++++ Exercise inputs

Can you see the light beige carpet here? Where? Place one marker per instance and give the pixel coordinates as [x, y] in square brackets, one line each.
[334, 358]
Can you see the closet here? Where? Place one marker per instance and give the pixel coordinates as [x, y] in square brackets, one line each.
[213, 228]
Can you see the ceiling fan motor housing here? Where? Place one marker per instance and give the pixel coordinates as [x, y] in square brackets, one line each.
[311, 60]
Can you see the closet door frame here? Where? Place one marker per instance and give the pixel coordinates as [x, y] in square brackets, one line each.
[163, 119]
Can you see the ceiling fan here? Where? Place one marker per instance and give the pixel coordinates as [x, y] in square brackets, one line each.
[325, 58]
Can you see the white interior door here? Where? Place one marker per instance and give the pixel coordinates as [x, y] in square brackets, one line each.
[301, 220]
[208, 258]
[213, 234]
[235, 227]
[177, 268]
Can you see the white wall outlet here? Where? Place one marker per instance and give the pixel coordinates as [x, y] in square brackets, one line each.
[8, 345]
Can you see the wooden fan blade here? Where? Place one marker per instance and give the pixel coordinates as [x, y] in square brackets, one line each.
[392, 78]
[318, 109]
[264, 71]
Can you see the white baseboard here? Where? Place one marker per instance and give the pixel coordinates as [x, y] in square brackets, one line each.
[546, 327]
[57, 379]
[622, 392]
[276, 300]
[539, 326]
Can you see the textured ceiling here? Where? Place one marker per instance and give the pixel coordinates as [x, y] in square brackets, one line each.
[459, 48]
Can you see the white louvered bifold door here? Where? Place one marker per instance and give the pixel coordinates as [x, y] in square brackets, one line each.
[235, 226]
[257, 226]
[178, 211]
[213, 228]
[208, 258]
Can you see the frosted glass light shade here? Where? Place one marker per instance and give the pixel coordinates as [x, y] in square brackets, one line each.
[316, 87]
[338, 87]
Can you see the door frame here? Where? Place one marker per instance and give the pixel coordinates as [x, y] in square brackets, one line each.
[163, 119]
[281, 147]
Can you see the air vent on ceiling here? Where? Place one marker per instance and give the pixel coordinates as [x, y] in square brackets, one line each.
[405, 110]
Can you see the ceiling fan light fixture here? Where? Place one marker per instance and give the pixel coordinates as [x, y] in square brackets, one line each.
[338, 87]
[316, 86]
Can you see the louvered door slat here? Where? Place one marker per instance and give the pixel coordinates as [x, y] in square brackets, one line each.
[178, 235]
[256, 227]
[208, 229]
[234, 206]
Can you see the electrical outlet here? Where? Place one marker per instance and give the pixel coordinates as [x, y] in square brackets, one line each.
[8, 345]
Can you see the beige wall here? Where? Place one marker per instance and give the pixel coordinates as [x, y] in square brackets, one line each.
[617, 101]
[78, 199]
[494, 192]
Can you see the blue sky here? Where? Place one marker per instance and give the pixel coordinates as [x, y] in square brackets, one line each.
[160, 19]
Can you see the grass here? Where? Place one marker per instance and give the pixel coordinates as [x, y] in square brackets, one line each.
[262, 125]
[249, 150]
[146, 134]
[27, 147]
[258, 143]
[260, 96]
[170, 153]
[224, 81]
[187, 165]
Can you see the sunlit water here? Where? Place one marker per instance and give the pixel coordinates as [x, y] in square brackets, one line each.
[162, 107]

++++++++

Express all of the data above as a JSON list of strings, with one string for each line and blank lines left out.

* _Solution_
[
  "Can you see the light beige carpet here? Where? Place one marker per instance and give the pixel coordinates as [x, y] in square brackets, one line each.",
  "[334, 358]",
  "Can you see the closet here? Where? Place one marker per instance and give the pixel coordinates as [x, y] in square brackets, one line each.",
  "[213, 228]",
  "Can you see the ceiling fan motor housing here? Where? Place one marker per instance and give the pixel coordinates as [x, y] in square brackets, one line each.",
  "[311, 60]",
  "Can you see the closet door frame here? Where? Place one marker per instance and give the pixel coordinates as [x, y] in square brackets, one line each.",
  "[163, 119]",
  "Can you see the ceiling fan here? Where? Place one marker per instance and give the pixel coordinates as [x, y] in square brackets, one line each.",
  "[325, 58]",
  "Can you see the white interior door here? Where? Place one marker per instance and give the pixel coordinates as [x, y] in square brackets, one line each.",
  "[301, 220]",
  "[208, 258]",
  "[213, 234]",
  "[235, 227]",
  "[177, 268]",
  "Can you see the white wall outlet here? Where? Place one marker per instance and give the pixel coordinates as [x, y] in square brackets, one line each.",
  "[8, 345]",
  "Can you see the wooden fan blade here? Where? Place one marker per instance and give the pixel coordinates as [x, y] in square brackets, one line each.",
  "[392, 78]",
  "[318, 109]",
  "[264, 71]",
  "Can you see the white baseboard here? Where? Place one marker per instance and give the pixel coordinates as [x, y] in square brackets, one line each.",
  "[546, 327]",
  "[57, 379]",
  "[622, 392]",
  "[276, 300]",
  "[539, 326]",
  "Can you see the textured ceiling here? Where? Place one marker per instance and give the pixel coordinates as [x, y] in square brackets, one line each.",
  "[459, 48]",
  "Can you see the white louvered bifold door here? Where? Place one marker per instance and give the pixel coordinates as [x, y] in square brackets, one line each.",
  "[235, 226]",
  "[257, 226]",
  "[178, 211]",
  "[213, 228]",
  "[208, 258]",
  "Can you see the frosted glass light shade here? Where? Place one marker per instance and give the pixel coordinates as [x, y] in square brackets, one line each.",
  "[316, 87]",
  "[338, 87]",
  "Can you see the door frame here? Where? Place one marker per instance and give the pixel coordinates as [x, y] in square brackets, one line each.",
  "[163, 119]",
  "[281, 147]",
  "Can you see the air vent on ceiling here? Where? Place one marker per instance and give the pixel coordinates as [x, y] in square brackets, one line each.",
  "[405, 110]",
  "Can you see the ceiling fan light fixture here? Where? Place one marker per instance and give the pixel coordinates as [x, y] in square brackets, one line each.",
  "[338, 87]",
  "[316, 86]",
  "Can you see the louvered door slat here? Where? Place one marker per instance and give the pixel coordinates as [x, y] in square brackets, one line each.",
  "[178, 235]",
  "[256, 227]",
  "[208, 229]",
  "[234, 206]",
  "Can you see the electrical outlet here? Where? Place one marker per instance and give the pixel coordinates as [x, y] in square brackets, one line each.",
  "[8, 345]",
  "Can you see the beige wall here? Where? Place one marker per instance and give the pixel coordinates as [x, y] in square brackets, one line each.",
  "[617, 101]",
  "[78, 199]",
  "[494, 192]",
  "Can you see the blue sky here? Where? Place one marker per instance and give the pixel coordinates as [x, y] in square brackets, one line each.",
  "[160, 19]",
  "Can you see the grass here? Where? Place one marker per instance and give the pixel coordinates as [x, y] in square brackets, one line each.",
  "[262, 125]",
  "[249, 150]",
  "[146, 134]",
  "[27, 147]",
  "[258, 143]",
  "[260, 96]",
  "[170, 153]",
  "[224, 81]",
  "[187, 165]",
  "Can you see the sunlit water here? Where? Place one marker per instance and give the pixel coordinates as [x, y] in square brackets, one line each.",
  "[162, 107]"
]